# What you will do:
Copy everything in the skippy post from "(Submitted by Robert" down to "from my own experience.", changing "weapon" to "tool".

# Source document:
August 2nd, 2009 by skippy

Hooray my computer is repaired.

Which means I have access to my big ass pile of new list submissions.

And so once again we have Monday Morning List Updates.

(Submitted by Robert Brown)
Skippy

Just had to drop you a line and say how much I enjoyed your list.

As ex-UK military working in the Middle East I have to say that a sense of humour is probably the best weapon for the job.

Here are a few from my own experience.

1) Never squat to take a dump in a clearing in the forest, in the dark, if your colleagues possess night sights and 3 Megawatt halogen spotlights

2) Never play a joke on a colleague and convince him he may have radioactive contamination under the follow circumstance
    A    He scares easily
    B    He has violent tenancies
    C   There is the slightest chance that he might meet the Station Commanding Officer while he’s sprinting off site to spend his last remaining hours with his loved ones.

3) When instructed by the Engineering Officer that the tower is not to be climbed, “so why did they put an F’ing ladder up the middle?” is probably not the best response.

# Entries supplied:
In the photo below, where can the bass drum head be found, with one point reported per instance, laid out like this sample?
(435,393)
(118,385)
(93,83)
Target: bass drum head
---
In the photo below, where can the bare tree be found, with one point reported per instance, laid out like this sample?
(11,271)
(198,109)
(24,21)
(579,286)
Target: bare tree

# Answer to the problem:
(Submitted by Robert Brown)
Skippy

Just had to drop you a line and say how much I enjoyed your list.

As ex-UK military working in the Middle East I have to say that a sense of humour is probably the best tool for the job.

Here are a few from my own experience.